No. And we don't have... and our bond maturities are such that we don't have a major call on cash in the coming years.

Gregg Goodnight - UBS

Analyst

Yes. Would you rank your priorities on use of cash for me?

Richard A. Lorraine - Senior Vice President and Chief Financial Officer

Analyst

Number one, strategic initiatives. We are... maintained a dividend clearly and obviously the pension plan is well for our employees. And of course for share repurchase.

Gregg Goodnight - UBS

Analyst

Pension plan is fully funded?

Richard A. Lorraine - Senior Vice President and Chief Financial Officer

Analyst

Yes fully funded. But you know as time goes on, if we need to fund it, we will.

Gregg Goodnight - UBS

Analyst

Okay, thank you gentlemen.

Operator

Operator

We will go next to Bob Goldberg with Scopus Asset Management. Bob Goldberg – Scopus Asset Management: Good morning guys

J. Brian Ferguson - Chairman of the Board and Chief Executive

Analyst

Good morning.

Richard A. Lorraine - Senior Vice President and Chief Financial Officer

Analyst

Good morning.

Supplied material
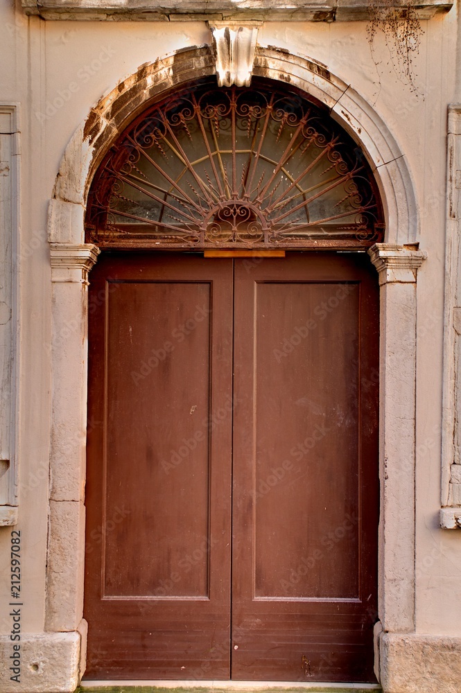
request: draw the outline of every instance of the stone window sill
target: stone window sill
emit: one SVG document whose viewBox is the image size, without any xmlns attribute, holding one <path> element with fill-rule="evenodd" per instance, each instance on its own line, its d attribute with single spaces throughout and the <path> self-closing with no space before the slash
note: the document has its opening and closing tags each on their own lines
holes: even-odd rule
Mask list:
<svg viewBox="0 0 461 693">
<path fill-rule="evenodd" d="M 38 15 L 44 19 L 347 21 L 367 20 L 369 17 L 367 0 L 21 0 L 21 3 L 26 15 Z M 402 0 L 396 0 L 394 6 L 405 12 Z M 448 12 L 452 6 L 449 0 L 415 3 L 421 19 Z"/>
</svg>

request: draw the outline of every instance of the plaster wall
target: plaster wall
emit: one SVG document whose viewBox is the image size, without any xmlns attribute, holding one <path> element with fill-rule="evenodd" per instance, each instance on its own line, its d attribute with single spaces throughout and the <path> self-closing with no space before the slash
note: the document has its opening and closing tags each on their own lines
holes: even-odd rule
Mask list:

Exercises
- A) From the call transcript, extract the stretch from "Number one, strategic" through "is fully funded?", word for word.
- B) Using the call transcript, mark each statement yes or no, and quote the words that decide it: (i) The pension plan is fully funded. (ii) Share repurchase is ranked first among the uses of cash. (iii) Bond maturities will make a major call on cash in the coming years.

Task-by-task results
- A)
Number one, strategic initiatives. We are... maintained a dividend clearly and obviously the pension plan is well for our employees. And of course for share repurchase.

Gregg Goodnight - UBS

Analyst

Pension plan is fully funded?

- B)
(i) Yes: "Yes fully funded."
(ii) No: "Number one, strategic initiatives."
(iii) No: "our bond maturities are such that we don't have a major call on cash in the coming years."